_TEXTO FORNECIDO_
----
Afinal, o que é justiça?

Olá pessoal,
Não deu certo tentar trabalhar com link no blog, então, segue aqui o meu texto.
Até +

Comentário sobre o Livro II de A República, Platão. Martins Fontes, São Paulo, 2006.

Afinal, o que é justiça?
É vício ou virtude? Seria justo prejudicar um inimigo? Essas são questões difíceis de responder. Tentemos definir o que é justiça: justiça poderia ser definida como “fazer o bem e devolver a todos o que é devido”, então seria justo fazer mal aos inimigos, pois a eles o que é devido é o mal? Não me parece correto; para o homem justo, não é certo prejudicar alguém.
Talvez as pessoas escolham ser injustas, pois parece ser mais vantajoso ser injusto. A experiência mostra que os injustos não são punidos, pelo contrário, gozam de riquezas e facilidades na vida cotidiana. Na Grécia antiga, se dizia que se um homem rico cometesse muitas injustiças na sua vida, poderia usar o dinheiro para repará-las e assim, garantir um bom após-vida. Ora, hoje em dia, não é muito diferente, as pessoas cometem as maiores atrocidades durante toda a sua vida e quando vão chegando perto do fim se arrependem e tentam remediar todo o estrago feito. Hoje, porém, no mundo ocidental, influenciado grandemente pela religião judaico-cristã, não é tão simples resolver os pecados cometidos, não só com dinheiro, pelo menos; a culpa cristã ganhou dimensões extraordinárias nas nossas cabeças. Os gregos não sofriam desse mal...
----
_EXTRATO DE DADOS_
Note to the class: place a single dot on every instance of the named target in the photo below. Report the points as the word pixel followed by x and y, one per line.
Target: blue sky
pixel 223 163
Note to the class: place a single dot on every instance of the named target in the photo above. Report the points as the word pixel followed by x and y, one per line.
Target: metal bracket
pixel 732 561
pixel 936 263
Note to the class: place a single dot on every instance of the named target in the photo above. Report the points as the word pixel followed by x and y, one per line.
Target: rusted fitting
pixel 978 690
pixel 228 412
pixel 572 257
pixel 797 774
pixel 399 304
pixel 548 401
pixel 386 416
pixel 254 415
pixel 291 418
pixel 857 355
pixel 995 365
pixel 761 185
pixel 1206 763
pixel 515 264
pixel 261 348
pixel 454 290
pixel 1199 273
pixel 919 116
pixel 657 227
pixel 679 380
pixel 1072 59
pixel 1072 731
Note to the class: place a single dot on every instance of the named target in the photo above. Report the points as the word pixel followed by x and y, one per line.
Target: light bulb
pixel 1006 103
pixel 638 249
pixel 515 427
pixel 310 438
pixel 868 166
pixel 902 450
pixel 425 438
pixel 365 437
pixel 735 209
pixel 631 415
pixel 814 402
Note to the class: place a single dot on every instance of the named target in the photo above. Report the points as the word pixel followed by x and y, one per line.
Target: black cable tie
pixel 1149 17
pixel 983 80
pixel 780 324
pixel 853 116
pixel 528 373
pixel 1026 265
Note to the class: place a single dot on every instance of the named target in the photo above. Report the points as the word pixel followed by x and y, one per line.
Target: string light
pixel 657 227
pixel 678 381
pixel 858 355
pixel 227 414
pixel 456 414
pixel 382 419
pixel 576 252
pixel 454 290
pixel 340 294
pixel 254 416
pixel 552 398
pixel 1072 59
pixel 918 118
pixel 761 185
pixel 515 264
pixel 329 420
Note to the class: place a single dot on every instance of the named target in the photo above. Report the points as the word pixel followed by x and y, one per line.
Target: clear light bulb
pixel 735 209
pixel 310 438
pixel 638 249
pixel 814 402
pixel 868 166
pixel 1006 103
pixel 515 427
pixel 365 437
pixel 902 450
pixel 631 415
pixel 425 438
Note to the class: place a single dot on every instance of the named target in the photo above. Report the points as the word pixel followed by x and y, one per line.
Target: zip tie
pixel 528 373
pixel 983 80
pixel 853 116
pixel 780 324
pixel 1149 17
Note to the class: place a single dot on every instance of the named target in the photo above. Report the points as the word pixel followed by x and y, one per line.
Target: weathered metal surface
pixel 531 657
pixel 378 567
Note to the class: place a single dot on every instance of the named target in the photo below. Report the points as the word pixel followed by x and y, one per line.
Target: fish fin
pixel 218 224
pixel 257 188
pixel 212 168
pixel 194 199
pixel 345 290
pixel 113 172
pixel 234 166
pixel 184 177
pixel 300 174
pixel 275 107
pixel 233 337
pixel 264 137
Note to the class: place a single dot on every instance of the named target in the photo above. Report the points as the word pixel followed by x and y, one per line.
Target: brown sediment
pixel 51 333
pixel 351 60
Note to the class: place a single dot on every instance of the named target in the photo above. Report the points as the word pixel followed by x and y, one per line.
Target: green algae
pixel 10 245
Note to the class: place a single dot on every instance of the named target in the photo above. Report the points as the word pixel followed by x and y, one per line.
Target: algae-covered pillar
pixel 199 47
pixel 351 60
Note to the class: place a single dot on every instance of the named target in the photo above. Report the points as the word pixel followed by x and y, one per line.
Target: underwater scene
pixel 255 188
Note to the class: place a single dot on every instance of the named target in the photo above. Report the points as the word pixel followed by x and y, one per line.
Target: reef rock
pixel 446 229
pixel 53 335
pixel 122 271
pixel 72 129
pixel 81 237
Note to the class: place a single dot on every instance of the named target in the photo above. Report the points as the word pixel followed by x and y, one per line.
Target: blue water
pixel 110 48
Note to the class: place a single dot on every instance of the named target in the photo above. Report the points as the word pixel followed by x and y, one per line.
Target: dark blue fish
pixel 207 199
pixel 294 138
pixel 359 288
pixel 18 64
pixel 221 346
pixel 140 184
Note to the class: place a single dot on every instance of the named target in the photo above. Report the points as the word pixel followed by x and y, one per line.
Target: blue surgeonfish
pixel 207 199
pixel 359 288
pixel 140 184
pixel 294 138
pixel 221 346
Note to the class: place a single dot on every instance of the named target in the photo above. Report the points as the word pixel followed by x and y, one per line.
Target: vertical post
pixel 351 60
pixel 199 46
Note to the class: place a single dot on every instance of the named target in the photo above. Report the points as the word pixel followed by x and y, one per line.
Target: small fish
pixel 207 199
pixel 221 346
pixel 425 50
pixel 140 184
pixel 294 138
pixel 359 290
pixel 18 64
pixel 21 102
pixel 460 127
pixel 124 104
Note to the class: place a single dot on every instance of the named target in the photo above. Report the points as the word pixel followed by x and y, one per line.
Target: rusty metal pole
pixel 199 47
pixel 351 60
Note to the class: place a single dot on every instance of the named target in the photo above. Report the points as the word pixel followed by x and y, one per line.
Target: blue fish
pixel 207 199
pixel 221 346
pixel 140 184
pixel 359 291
----
_LISTA DE TAREFAS_
1. Segundo o texto sobre justiça, o que se dizia na Grécia antiga que um homem rico podia fazer com o dinheiro depois de cometer muitas injustiças?
2. Escreva a continuação do texto sobre justiça a partir da última frase dele.

_RESULTADOS POR TAREFA_
1. Podia usar o dinheiro para reparar as injustiças e, assim, garantir um bom após-vida.

2.
Então, é mais vantajoso ser injusto ou justo?
A justiça é uma espécie de bem, quando fazemos justiça nos sentimos felizes; entendo que justiça seja uma espécie de prática do amor. Deste ponto de vista é mais vantajoso ser justo, pois nos sentiremos bem e, de fato, quando fazemos justiça, ou quando vemos justiça sendo feita, nos sentimos bem. Mas será que o que chamamos de justiça é realmente justiça? Vejamos um simples exemplo do nosso cotidiano: os roteiros cinematográficos comerciais usam e abusam da trama de injustiças sendo resolvida no final com o mocinho prevalecendo sobre o bandido, ou seja, na concepção do roteirista e do público em geral, a justiça sendo feita. Algo que notei é que, cada vez mais, principalmente nas produções norte-americanas, o que vemos é o bandido não somente sendo preso ou levando uma lição que o faz se arrepender por seus atos, ele é torturado, massacrado, explodido, literalmente pulverizado da face da Terra – dá-se um fim ao bandido no limite do que se pode imaginar de mais cruel – ou melhor, de fato, não há limites. Mas se a justiça é uma espécie de prática do amor, não seria um ato injusto tratar o injusto, digo, o bandido, desta forma?
O que se vê nos filmes é a vingança do mal cometido pelo injusto, uma vez que nem sempre as leis, que deveriam ser baseadas no princípio de justiça, dão conta de reparar o mal feito, então parte-se para a justiça “com as próprias mãos”. Mas, se justiça é uma espécie de bem, então como pode ser justo o fato de devolver ao bandido o mal que ele causou? Seria a vingança uma espécie de justiça?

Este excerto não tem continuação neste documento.